Passage >>
M. Rémusat attachait une confiance entière à cette liste de patriarches qu’il avait découverte. Les principales époques qu’elle assigne au développement du bouddhisme s’accordent assez bien avec le peu qu’on sait de l’histoire de cette religion, et avec les traditions des autres peuples de l’Orient qui l’ont embrassée, notamment des Cingalais. Cependant, quoi qu’en dise M. Rémusat, il est difficile que chacun des patriarches ait eu une vie moyenne de soixante dix-neuf ans. Ce qu’il me semble alléguer de plus décisif pour établir que la liste n’a pas été forgée après coup, c’est que, sur le nombre total des patriarches, il y en a deux dont l’époque n’est pas indiquée, et huit pour lesquels on se borne à un rapprochement indéfini avec les règnes des empereurs chinois. Un faussaire, dit M. Rémusat, n’eût pas manqué de donner toutes les dates avec une feinte exactitude : cela est vrai, mais sans recourir à un faussaire, sans admettre que toutes les dates soient inventées, on peut croire qu’il y a eu dans cette série des lacunes, et qu’elles ont été remplies arbitrairement ; le monument n’en est pas moins très important. Il suffit que la vraisemblance de l’ensemble soit constante, il n’est pas besoin que la certitude des détails soit démontrée.

Le cosmopolitisme, qui est l’essence de la religion de Bouddha, a dû susciter, dès l’origine, des missionnaires dans son sein, et faciliter par là les conquêtes de son prosélytisme. Aussi voit-on, cent soixante-sept ans avant Jésus-Christ, le vingt-deuxième patriarche voyager jusqu’à Fergana, dans la petite Boucharie, à quatre cents lieues de l’Inde, du pays arrosé par les fleuves sacrés, et hors duquel, selon les Brahmanes, il n’est point de salut.

Ceux-ci commencèrent par tolérer la secte nouvelle qui s’était détachée de leur religion, et se bornèrent, pendant plusieurs siècles, à la condamner comme hérétique ; sitôt qu’ils commencèrent à la redouter, ils la persécutèrent. Le bouddhisme alors chercha un refuge au midi, dans l’île de Ceylan. Cette île, déjà célèbre dans les traditions brahmaniques, théâtre des aventures qui remplissent une partie du Ramayana, et d’où Rama enleva sa femme Sita, par le secours de son ami, le roi des Singes ; Ceylan devint le sanctuaire de la religion rivale.

Liste des tâches >>
(a) Dans le passage sur l'histoire du bouddhisme, qu'est-ce qui montre le mieux que la liste des patriarches n'a pas été forgée après coup ? Répondez en une à trois phrases.
(b) Reprenez le passage sur l'histoire du bouddhisme après sa dernière phrase et prolongez-le.

Lignes de données >>
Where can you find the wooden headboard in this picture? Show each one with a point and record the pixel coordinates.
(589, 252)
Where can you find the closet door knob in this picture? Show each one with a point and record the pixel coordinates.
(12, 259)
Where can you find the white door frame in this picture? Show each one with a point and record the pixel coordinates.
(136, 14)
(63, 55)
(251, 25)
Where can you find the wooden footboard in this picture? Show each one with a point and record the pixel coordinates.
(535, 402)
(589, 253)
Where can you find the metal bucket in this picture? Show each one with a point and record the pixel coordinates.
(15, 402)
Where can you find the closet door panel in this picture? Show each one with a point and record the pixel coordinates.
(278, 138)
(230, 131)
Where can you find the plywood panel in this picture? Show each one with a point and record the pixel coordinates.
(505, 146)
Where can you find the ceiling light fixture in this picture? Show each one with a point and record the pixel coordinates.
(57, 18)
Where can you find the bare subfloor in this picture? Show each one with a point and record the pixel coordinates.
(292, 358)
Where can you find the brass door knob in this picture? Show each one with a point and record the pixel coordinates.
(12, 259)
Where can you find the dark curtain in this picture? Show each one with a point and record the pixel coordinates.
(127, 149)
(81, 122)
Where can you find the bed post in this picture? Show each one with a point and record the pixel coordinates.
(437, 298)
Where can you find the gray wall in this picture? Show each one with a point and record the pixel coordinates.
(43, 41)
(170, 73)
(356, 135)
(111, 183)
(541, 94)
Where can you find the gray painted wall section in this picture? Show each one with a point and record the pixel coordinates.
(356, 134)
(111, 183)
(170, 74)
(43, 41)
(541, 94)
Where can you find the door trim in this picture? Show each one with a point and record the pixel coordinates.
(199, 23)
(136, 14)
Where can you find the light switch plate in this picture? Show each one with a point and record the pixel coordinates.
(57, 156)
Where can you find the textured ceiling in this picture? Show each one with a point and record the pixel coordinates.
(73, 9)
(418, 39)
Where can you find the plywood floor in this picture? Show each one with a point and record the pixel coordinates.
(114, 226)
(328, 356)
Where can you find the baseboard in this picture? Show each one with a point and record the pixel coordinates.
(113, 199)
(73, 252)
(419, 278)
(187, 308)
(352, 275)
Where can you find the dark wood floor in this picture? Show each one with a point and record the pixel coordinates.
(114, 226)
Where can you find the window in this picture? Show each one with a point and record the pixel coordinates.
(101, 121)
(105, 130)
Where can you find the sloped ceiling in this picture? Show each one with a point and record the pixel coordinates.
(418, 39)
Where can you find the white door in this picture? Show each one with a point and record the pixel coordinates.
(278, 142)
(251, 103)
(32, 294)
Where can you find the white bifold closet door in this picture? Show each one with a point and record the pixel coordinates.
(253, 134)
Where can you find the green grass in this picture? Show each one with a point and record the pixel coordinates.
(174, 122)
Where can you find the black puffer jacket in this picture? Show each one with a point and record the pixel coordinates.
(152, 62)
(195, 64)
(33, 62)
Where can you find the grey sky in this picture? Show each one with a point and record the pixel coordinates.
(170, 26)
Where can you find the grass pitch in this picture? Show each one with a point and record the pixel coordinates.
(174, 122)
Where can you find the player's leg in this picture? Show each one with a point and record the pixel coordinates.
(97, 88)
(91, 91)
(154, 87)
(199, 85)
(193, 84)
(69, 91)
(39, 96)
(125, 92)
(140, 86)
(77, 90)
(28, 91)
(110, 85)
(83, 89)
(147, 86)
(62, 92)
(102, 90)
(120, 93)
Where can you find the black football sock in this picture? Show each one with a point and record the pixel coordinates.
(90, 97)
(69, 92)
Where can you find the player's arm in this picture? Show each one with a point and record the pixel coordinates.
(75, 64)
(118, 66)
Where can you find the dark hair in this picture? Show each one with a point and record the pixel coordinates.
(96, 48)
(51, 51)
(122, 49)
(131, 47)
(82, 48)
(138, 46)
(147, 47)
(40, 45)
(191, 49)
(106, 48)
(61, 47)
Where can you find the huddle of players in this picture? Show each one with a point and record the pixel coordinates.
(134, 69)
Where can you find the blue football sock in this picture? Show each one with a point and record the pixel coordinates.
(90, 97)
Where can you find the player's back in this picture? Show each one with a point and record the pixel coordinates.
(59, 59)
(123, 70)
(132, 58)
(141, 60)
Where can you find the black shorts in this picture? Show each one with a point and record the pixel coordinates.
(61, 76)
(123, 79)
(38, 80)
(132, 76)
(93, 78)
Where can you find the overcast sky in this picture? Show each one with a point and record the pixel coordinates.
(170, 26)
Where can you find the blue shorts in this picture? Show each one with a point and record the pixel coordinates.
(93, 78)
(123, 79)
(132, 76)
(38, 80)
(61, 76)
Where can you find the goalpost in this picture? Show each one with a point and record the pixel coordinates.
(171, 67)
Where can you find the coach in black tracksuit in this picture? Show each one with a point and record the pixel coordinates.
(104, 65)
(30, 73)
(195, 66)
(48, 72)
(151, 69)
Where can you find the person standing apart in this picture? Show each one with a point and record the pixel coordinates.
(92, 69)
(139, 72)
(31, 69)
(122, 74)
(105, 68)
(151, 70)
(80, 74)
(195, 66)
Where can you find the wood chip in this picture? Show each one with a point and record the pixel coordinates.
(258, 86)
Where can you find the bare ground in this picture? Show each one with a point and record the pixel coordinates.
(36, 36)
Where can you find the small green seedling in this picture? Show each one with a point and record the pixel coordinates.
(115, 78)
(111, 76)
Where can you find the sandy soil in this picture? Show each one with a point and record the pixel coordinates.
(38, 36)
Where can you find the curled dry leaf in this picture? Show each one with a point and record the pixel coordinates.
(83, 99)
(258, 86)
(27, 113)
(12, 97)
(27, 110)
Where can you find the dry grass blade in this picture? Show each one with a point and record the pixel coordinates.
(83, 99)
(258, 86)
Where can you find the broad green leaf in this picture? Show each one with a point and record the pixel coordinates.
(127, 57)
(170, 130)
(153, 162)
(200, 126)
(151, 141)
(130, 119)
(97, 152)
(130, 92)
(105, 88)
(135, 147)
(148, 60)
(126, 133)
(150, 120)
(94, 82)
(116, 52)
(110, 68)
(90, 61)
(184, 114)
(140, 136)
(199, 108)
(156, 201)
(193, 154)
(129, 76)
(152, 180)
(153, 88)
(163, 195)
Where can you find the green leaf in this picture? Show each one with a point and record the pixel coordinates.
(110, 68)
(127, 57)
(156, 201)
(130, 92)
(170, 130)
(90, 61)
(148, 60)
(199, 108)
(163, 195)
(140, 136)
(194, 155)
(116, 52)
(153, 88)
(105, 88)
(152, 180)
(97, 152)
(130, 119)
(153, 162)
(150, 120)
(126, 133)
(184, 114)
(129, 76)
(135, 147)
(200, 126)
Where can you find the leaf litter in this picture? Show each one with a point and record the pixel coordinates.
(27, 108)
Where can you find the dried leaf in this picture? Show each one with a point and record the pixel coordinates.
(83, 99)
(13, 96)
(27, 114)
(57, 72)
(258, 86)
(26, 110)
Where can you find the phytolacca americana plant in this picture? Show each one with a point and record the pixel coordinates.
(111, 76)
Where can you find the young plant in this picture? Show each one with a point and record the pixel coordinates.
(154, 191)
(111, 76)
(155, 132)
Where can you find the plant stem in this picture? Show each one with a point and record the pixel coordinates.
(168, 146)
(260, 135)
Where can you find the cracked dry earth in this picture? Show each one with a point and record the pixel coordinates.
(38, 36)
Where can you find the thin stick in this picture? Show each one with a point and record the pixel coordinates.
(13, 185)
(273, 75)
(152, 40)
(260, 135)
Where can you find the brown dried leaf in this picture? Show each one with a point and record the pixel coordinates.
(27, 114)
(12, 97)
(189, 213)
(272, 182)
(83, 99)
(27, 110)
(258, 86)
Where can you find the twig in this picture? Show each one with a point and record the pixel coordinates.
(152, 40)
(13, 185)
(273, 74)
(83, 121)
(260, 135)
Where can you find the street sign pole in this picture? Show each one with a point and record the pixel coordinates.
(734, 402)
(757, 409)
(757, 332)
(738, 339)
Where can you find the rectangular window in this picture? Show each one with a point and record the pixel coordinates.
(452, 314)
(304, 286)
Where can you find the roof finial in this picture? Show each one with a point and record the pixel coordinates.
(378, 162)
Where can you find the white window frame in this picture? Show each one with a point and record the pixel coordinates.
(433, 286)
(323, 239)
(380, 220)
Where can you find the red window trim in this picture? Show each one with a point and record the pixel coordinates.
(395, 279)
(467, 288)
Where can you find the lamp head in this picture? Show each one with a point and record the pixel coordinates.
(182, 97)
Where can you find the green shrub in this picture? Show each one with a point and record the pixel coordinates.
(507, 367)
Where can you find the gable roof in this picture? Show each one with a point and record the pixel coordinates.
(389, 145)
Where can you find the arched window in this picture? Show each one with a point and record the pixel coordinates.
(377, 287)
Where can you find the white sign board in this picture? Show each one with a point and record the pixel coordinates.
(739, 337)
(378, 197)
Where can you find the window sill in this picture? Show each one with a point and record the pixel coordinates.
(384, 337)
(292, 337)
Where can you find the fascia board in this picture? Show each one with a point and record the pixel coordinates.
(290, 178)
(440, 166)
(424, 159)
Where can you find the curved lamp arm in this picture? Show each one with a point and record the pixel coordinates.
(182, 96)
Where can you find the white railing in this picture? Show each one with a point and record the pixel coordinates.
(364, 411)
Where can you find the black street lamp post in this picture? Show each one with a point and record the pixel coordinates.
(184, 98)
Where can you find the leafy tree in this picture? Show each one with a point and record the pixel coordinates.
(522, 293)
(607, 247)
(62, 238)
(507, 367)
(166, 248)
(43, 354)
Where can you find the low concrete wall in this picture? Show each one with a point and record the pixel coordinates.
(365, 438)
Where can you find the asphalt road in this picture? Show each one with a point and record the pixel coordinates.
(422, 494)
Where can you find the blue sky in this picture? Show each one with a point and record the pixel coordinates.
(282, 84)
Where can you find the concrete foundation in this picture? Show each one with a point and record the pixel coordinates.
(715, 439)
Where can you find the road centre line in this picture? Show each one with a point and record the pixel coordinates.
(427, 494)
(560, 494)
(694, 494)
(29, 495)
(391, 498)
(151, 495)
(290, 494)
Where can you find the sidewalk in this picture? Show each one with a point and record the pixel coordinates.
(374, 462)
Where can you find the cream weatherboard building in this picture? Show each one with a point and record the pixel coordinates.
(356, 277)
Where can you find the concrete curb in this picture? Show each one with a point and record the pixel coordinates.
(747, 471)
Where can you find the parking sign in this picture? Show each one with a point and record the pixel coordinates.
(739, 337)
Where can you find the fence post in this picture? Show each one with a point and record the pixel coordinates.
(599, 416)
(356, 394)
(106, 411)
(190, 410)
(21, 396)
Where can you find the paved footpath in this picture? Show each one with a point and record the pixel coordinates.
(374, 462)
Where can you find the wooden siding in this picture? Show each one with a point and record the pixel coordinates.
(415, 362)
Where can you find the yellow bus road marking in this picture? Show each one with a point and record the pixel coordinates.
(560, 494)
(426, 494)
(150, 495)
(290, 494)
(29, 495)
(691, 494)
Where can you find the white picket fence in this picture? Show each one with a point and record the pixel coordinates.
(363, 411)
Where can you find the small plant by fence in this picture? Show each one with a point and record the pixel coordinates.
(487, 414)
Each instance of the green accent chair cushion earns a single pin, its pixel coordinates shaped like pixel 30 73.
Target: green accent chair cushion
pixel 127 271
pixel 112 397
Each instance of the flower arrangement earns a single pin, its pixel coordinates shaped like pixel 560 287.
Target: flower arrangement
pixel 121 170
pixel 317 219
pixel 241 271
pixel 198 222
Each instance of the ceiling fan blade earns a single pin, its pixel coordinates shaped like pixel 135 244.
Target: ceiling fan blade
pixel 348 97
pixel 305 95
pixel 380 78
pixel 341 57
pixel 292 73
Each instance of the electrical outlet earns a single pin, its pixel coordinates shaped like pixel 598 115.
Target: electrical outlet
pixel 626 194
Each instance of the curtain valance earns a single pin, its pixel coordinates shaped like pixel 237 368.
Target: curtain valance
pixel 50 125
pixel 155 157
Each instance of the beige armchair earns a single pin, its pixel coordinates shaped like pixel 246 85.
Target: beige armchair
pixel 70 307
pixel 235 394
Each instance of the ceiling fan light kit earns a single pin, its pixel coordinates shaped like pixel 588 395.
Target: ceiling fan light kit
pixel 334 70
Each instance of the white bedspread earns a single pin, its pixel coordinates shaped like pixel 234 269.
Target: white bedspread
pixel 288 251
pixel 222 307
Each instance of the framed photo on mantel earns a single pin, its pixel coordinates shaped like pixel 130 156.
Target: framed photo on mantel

Réponses attendues >>
(a) Pour deux des patriarches, l'époque n'est pas indiquée, et pour huit autres on se borne à un rapprochement indéfini avec les règnes des empereurs chinois. Un faussaire n'aurait pas manqué de donner toutes les dates avec une feinte exactitude.

(b)
MM. E. Burnouf et Lassen qui, dans leur essai sur le pali, ont su rattacher à leurs découvertes philologiques des éclaircissemens importans pour l’histoire des religions, ont démontré que, du sixième siècle avant notre ère, datait la transplantation du bouddhisme à Ceylan ; ils ont fort bien établi qu’il a passé de là (en 543 avant Jésus-Christ) dans l’Inde ultérieure, chez les Birmans, dans le Pégu, à Siam, en même temps qu’il pénétrait aussi à Java.

Ainsi la religion persécutée allait s’étendant au sud et à l’orient de son berceau ; elle ne tarda pas à se répandre dans un pays immense où elle est devenue la foi du plus grand nombre, et où son histoire rentre plus particulièrement dans le sujet de cette notice ; elle s’établit à la Chine.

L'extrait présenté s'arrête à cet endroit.